━━━ Extracted records ━━━

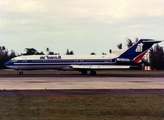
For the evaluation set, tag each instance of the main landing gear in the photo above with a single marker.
(92, 72)
(20, 72)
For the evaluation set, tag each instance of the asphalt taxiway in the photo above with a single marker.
(68, 82)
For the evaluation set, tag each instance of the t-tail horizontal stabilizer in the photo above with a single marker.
(138, 50)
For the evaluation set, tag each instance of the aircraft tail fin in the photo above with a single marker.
(138, 50)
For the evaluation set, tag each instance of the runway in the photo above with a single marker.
(60, 82)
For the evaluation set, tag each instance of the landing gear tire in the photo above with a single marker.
(84, 72)
(20, 72)
(93, 72)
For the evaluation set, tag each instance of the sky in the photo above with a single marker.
(83, 26)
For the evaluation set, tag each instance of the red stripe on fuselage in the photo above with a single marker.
(139, 57)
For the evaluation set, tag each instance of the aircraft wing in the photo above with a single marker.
(99, 67)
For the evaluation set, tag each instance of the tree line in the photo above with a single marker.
(156, 54)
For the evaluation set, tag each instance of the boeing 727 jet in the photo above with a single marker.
(82, 63)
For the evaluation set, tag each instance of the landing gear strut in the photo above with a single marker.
(20, 72)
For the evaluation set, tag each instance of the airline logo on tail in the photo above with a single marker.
(139, 47)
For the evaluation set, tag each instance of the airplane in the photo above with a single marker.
(92, 63)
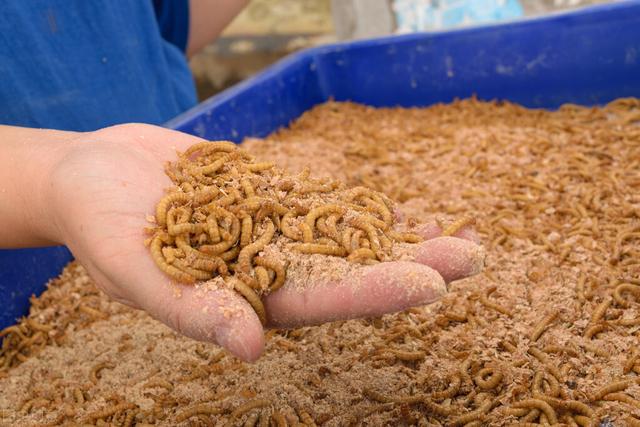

━━━

## Requirements
Reproduce the material above with "with a single marker" replaced by "with one point" throughout and everything else unchanged. Omit the pictures.

## Right answer
For the evaluation set, tag each instance of the main landing gear in the photo above with one point.
(92, 72)
(20, 72)
For the evaluation set, tag each instance of the asphalt taxiway in the photo above with one point.
(68, 82)
For the evaluation set, tag each instance of the t-tail horizontal stabilizer in the photo above with one point.
(138, 50)
For the evaluation set, tag each instance of the aircraft tail fin in the photo above with one point.
(138, 50)
For the evaluation set, tag each instance of the runway in the photo above with one point.
(60, 82)
For the evaluation set, tag each instance of the landing gear tire in the photo above with one point.
(84, 72)
(20, 72)
(93, 72)
For the evaluation set, tag each instance of the sky in the photo above with one point.
(83, 26)
For the evaluation set, tag each instance of the red stripe on fuselage in the photo above with one point.
(139, 57)
For the evaluation set, tag each instance of the aircraft wing in the photo above with one point.
(99, 67)
For the evaluation set, tag each instance of the tree line in the photo above with one point.
(156, 54)
For the evaluation set, tag each instance of the boeing 727 jet in the photo above with one point.
(82, 63)
For the evaluation set, tag each instance of the landing gear strut in the photo above with one point.
(20, 72)
For the evaluation set, tag each instance of the airline logo on tail in the photo above with one point.
(139, 47)
For the evaluation set, tag each instance of the airplane in the photo above with one point.
(92, 63)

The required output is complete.